Description of the task:
Copy the entries below word for word, starting at the line that contains "Where can you see the green leafy" and continuing through the last line of the entries, both ends included.

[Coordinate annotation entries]
+-------+
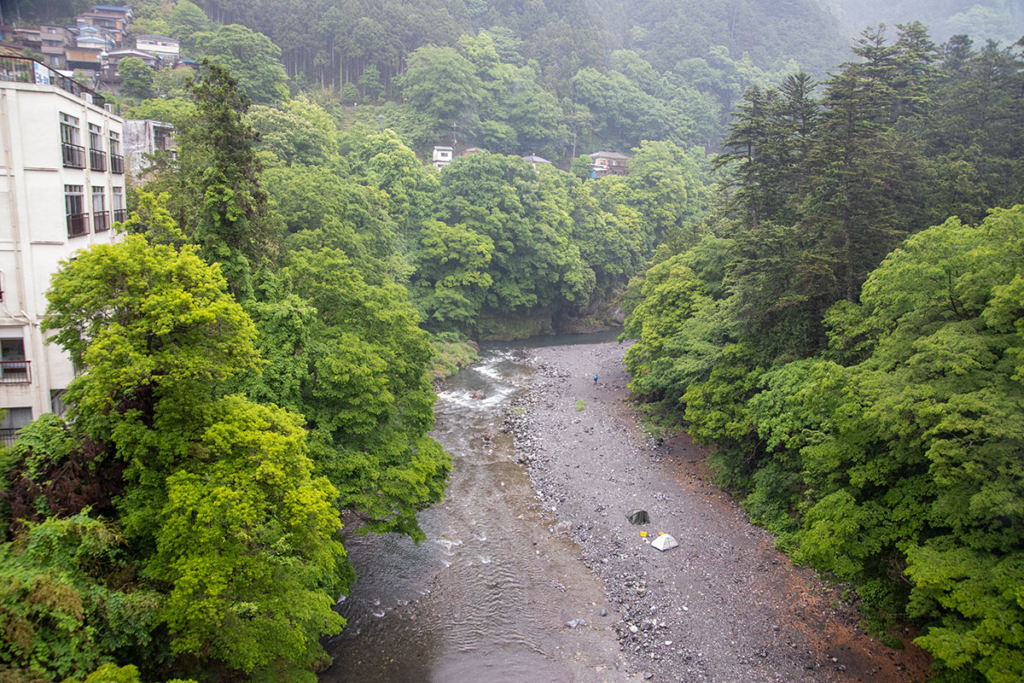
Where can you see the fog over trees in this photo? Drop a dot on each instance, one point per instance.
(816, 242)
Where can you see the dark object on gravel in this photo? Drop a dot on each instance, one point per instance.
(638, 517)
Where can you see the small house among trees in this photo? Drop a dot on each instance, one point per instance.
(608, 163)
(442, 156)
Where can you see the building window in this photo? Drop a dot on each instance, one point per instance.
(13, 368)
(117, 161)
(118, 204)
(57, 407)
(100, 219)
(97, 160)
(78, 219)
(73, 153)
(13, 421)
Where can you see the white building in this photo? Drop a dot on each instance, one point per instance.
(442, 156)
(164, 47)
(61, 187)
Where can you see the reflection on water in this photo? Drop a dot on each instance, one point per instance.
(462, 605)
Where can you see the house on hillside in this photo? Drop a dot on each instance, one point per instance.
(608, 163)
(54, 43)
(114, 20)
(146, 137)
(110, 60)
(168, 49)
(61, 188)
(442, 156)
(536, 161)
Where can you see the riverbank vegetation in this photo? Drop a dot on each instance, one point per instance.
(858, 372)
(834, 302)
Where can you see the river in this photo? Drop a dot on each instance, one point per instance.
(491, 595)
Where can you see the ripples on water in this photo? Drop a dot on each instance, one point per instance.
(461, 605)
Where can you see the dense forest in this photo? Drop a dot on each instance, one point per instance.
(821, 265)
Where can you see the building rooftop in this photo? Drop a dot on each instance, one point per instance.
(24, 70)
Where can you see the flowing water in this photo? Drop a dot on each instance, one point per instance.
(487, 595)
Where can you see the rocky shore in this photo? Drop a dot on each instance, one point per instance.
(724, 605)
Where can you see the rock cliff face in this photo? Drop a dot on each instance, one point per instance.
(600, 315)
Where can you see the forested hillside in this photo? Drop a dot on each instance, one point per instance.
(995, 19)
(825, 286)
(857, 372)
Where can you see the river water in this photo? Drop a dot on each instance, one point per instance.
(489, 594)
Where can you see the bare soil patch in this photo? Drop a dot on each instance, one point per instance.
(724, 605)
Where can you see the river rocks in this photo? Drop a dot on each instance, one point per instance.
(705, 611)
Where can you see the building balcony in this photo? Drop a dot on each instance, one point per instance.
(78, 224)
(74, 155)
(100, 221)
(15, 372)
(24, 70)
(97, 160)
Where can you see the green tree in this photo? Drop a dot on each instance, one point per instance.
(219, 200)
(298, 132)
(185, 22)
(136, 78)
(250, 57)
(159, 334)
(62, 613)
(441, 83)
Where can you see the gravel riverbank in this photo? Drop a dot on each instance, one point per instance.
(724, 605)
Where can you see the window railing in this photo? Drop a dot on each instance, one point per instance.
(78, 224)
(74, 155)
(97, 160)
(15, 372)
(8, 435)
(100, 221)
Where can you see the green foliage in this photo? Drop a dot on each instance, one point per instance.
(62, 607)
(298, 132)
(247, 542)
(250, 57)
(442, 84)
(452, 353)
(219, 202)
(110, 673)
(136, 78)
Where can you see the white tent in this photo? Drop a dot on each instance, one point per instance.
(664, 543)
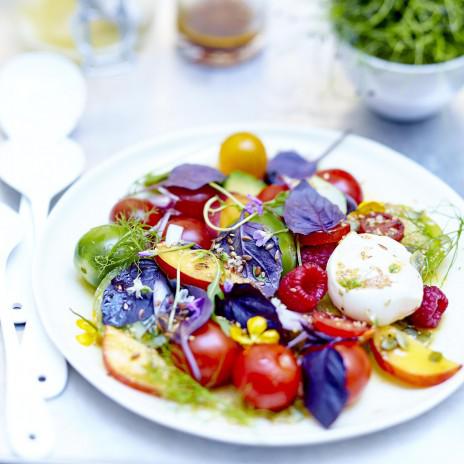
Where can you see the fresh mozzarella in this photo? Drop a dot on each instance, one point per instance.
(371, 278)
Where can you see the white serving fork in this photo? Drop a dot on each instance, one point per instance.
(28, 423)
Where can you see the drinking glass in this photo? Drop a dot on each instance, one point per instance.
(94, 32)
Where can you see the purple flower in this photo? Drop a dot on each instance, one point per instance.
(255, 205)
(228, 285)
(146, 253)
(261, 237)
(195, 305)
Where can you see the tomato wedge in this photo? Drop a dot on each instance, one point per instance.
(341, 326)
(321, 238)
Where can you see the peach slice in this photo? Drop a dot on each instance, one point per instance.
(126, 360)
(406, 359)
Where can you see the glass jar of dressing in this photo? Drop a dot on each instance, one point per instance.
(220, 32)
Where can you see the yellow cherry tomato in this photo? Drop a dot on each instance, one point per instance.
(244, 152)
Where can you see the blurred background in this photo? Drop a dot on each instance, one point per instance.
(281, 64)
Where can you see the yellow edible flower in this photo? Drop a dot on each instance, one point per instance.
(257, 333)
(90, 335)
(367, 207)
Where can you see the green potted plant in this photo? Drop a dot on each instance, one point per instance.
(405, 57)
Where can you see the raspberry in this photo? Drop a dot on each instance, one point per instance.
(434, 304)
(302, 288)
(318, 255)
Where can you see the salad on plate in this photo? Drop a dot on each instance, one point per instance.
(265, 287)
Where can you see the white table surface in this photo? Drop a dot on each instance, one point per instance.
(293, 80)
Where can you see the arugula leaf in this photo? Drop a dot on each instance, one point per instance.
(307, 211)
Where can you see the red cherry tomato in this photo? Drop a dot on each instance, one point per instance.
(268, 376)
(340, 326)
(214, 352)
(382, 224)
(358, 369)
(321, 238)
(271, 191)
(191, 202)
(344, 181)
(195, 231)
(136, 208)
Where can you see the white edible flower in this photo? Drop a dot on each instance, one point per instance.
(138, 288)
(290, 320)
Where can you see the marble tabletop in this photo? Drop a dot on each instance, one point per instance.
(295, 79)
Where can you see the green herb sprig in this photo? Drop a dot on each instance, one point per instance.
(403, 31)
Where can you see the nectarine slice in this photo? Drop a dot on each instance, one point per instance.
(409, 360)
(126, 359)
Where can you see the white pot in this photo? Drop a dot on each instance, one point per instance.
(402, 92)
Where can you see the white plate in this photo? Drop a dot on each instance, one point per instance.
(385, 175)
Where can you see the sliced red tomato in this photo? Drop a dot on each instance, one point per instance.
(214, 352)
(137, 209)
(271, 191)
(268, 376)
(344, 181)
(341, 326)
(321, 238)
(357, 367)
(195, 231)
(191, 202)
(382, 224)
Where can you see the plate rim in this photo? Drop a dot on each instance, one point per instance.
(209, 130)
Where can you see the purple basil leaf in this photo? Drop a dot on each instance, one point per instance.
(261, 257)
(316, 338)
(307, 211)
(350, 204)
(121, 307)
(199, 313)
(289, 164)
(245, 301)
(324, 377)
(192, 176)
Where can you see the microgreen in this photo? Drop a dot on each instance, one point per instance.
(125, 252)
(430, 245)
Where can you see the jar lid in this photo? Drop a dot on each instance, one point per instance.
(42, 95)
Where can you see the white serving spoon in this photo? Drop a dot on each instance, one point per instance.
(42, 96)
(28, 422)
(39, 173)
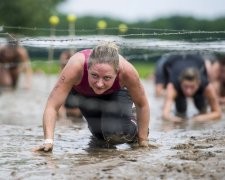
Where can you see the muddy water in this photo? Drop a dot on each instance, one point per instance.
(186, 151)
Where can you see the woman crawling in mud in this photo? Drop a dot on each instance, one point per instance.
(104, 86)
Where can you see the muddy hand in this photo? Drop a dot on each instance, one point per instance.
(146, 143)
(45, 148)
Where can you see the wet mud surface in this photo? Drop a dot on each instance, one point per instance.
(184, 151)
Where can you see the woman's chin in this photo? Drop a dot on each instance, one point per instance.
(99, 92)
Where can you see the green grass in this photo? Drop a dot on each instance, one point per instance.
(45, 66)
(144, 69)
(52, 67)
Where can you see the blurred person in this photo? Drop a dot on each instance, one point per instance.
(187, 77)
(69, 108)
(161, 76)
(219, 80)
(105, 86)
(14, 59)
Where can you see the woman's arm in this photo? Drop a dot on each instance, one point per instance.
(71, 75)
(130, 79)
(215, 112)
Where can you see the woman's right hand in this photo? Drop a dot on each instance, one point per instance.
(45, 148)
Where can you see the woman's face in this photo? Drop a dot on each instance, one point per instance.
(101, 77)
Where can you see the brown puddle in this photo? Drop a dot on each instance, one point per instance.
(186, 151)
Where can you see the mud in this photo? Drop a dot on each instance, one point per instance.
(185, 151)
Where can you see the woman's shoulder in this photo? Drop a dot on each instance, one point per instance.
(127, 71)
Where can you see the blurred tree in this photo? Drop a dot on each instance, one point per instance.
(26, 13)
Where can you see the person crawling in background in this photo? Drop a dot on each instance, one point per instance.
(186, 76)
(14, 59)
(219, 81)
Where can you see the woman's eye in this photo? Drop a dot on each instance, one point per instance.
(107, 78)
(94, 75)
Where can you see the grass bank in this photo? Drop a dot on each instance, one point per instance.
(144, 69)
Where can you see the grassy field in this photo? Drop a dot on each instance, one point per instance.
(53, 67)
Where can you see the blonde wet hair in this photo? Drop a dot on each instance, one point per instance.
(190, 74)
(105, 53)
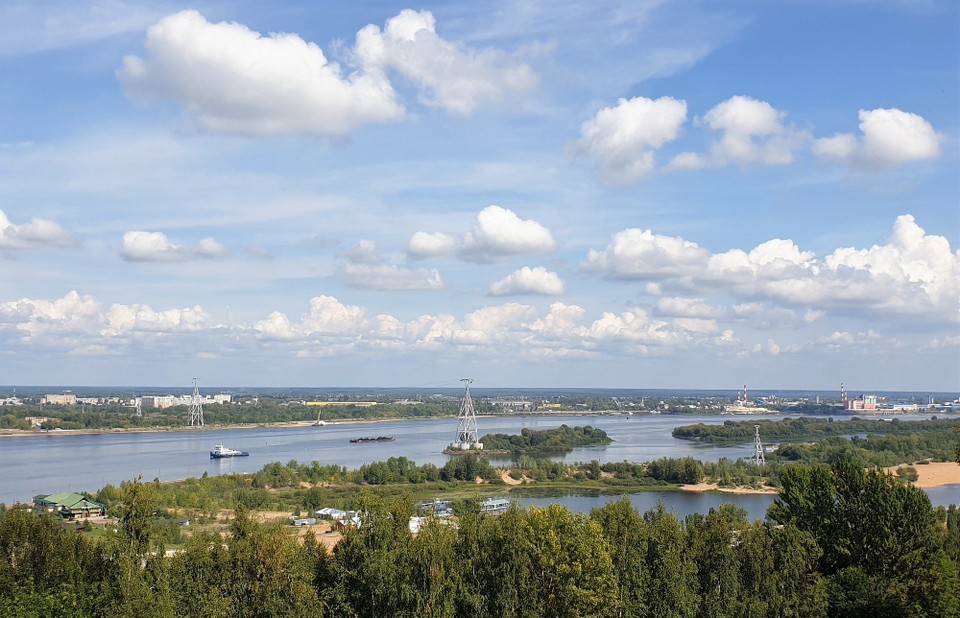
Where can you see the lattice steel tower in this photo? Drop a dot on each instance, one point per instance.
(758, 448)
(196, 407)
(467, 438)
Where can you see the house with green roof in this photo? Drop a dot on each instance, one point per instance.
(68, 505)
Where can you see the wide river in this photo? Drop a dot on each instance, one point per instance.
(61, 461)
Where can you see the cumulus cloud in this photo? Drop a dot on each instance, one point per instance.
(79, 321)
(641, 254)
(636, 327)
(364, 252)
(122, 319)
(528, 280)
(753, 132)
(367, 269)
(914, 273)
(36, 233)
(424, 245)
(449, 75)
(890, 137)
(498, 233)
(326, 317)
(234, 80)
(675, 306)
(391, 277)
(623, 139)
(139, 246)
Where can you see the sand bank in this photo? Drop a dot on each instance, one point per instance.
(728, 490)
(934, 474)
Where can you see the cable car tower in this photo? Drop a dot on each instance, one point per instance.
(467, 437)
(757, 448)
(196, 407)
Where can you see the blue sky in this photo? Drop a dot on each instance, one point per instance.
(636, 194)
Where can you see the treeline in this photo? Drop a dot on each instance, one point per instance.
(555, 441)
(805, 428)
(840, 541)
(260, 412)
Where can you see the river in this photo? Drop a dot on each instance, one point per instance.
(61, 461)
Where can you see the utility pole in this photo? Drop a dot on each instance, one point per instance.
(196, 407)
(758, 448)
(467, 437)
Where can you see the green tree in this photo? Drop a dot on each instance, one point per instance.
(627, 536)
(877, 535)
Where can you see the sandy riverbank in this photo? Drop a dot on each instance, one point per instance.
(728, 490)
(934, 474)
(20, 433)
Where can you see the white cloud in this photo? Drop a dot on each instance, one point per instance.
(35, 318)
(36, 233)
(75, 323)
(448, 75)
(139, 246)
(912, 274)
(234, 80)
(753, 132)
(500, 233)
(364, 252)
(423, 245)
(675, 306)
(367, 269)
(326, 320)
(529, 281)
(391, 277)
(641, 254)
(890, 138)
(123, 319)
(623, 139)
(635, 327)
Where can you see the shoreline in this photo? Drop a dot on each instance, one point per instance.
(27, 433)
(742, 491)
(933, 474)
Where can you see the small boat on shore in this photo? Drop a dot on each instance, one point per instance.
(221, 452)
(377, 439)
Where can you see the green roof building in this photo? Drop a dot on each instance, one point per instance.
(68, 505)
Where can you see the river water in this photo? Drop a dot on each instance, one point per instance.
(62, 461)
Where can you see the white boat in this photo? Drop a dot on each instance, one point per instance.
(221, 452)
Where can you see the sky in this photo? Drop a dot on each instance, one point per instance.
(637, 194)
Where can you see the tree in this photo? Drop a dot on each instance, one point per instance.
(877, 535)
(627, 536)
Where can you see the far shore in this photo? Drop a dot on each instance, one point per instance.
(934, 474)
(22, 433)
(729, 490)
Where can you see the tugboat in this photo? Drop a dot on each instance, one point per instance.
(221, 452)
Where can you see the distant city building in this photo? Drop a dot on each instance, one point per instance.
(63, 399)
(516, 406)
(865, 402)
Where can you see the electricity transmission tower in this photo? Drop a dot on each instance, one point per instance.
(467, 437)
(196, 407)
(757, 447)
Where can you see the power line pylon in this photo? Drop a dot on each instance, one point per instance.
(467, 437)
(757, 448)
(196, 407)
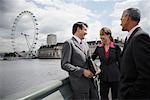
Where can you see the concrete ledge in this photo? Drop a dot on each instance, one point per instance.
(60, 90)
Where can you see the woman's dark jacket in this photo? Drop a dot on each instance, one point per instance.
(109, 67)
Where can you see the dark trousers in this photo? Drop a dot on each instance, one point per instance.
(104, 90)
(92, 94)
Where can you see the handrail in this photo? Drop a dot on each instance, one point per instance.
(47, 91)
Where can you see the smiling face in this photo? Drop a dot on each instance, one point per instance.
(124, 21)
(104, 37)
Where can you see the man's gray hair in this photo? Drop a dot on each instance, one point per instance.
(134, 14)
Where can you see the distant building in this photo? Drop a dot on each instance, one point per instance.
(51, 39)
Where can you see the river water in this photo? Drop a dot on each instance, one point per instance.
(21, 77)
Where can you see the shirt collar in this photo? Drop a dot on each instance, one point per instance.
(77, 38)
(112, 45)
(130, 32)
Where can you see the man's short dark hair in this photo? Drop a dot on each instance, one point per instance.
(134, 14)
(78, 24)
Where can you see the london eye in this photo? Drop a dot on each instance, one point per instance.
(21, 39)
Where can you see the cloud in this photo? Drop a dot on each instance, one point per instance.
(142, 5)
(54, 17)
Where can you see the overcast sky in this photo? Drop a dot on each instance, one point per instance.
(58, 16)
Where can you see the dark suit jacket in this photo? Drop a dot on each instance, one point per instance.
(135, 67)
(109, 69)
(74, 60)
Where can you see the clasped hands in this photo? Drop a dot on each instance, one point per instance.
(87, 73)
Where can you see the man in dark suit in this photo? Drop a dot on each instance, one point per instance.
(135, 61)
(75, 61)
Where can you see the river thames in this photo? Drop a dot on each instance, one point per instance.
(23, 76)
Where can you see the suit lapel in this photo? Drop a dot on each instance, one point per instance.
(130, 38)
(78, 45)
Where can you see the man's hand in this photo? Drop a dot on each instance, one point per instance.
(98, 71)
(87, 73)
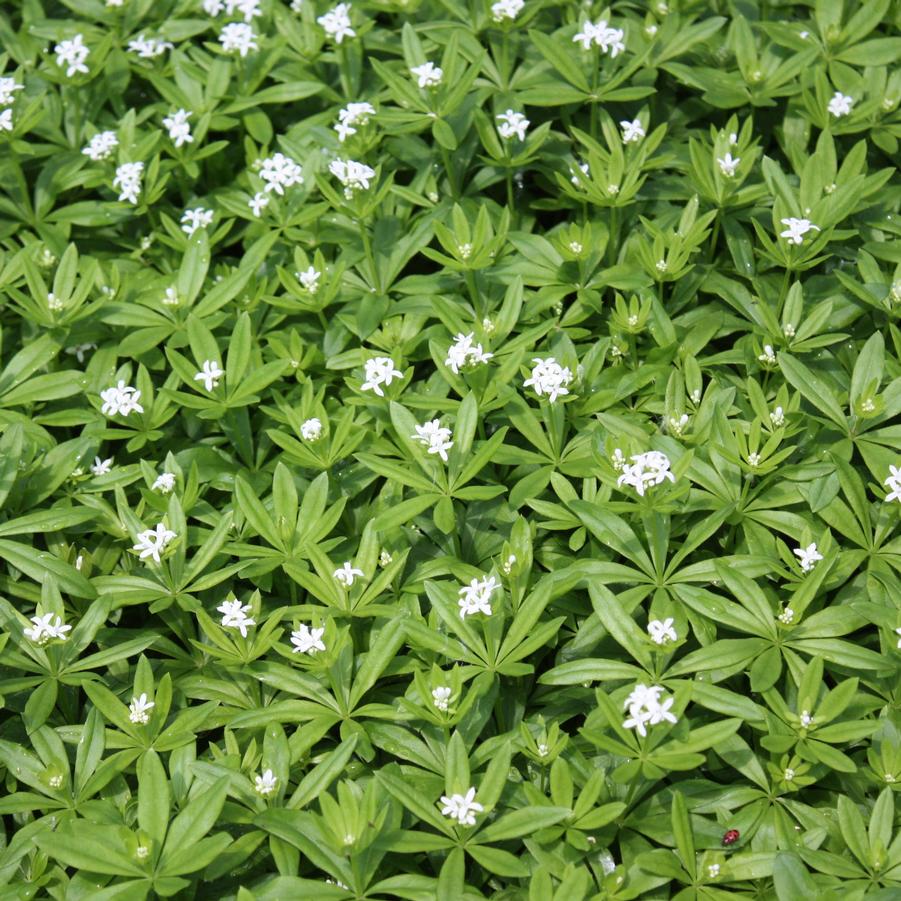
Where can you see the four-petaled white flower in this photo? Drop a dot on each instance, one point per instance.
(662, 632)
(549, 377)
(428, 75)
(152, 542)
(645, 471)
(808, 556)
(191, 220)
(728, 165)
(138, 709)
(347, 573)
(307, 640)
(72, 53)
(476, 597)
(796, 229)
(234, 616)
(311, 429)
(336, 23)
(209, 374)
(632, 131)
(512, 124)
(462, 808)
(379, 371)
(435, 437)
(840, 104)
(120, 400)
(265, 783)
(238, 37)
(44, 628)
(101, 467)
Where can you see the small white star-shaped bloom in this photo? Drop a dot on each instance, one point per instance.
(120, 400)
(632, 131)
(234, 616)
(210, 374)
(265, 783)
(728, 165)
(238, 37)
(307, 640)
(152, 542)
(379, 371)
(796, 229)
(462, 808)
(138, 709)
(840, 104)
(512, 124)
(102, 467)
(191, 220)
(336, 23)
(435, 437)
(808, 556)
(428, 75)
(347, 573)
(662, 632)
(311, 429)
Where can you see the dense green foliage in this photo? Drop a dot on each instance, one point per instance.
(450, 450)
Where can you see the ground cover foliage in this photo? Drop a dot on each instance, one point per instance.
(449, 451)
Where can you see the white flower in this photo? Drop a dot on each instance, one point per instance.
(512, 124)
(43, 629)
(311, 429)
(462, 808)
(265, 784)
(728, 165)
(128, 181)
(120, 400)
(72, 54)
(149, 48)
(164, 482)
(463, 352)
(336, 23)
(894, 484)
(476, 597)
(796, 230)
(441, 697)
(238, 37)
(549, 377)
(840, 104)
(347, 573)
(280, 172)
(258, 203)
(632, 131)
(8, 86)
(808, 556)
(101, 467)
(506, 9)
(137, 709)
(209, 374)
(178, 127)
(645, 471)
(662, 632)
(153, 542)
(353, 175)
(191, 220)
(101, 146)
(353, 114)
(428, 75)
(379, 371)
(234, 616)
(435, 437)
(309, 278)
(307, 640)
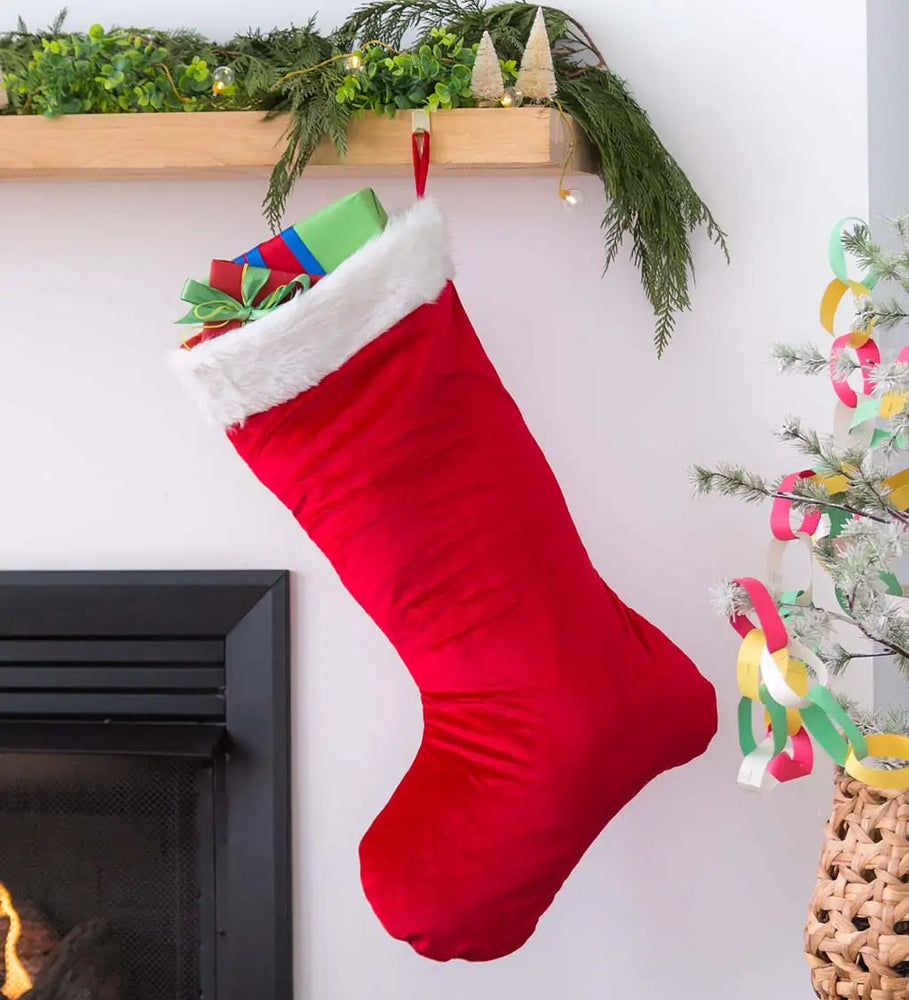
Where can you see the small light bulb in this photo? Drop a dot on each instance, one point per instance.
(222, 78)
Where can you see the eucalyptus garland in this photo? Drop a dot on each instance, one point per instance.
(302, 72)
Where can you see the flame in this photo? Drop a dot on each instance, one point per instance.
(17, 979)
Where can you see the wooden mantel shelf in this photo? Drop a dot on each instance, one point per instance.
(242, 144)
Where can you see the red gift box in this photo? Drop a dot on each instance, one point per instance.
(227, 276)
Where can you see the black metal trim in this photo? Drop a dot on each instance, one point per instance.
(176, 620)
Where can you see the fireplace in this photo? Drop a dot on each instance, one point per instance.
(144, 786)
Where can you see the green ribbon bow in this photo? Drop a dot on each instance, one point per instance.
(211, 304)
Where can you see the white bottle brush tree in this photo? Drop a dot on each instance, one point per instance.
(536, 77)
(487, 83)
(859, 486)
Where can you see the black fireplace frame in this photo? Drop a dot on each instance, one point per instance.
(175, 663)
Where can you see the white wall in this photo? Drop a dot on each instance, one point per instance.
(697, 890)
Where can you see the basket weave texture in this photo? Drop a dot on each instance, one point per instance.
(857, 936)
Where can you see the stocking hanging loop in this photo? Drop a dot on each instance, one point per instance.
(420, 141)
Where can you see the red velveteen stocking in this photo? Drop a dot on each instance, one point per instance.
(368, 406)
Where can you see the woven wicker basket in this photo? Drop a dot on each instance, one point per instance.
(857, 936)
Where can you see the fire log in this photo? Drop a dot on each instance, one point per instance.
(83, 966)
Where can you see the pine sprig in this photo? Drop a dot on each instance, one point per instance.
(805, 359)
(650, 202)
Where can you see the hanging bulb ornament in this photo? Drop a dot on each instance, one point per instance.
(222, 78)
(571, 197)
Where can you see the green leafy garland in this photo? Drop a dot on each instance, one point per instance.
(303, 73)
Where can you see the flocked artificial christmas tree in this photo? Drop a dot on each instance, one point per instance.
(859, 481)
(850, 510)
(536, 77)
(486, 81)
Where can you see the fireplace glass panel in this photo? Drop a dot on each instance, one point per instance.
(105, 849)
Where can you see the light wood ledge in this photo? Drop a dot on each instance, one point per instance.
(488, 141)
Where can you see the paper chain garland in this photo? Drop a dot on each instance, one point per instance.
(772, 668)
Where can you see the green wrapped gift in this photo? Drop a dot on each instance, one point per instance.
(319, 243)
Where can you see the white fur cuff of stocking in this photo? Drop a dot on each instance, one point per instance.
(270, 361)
+-------+
Result below:
Where can you see the green leafy garland in this photo? Drop a dot on each instance, one point per instance.
(303, 73)
Where can you see the flocked artificial christmas tree in this photo? Drop a dot on each instance, one point per instance.
(859, 481)
(850, 510)
(536, 77)
(486, 81)
Where can you see the fireplace glass panel in this photo? Drop a dot on each instance, one point per instance.
(105, 849)
Where can you see the light wood ledge in this photo? Drop a dot on each instance, one point per instance.
(488, 141)
Where can you see the paper chain garland in this photo? Drop a dot on each instance, one point per instance.
(772, 668)
Where can you see the green wrapped gift in this photo? Drop a dot on each instance, one point per instance.
(319, 243)
Where can you see the white fur cuff of stocking in this photo? Drop a dot on each instance, one point per instance.
(270, 361)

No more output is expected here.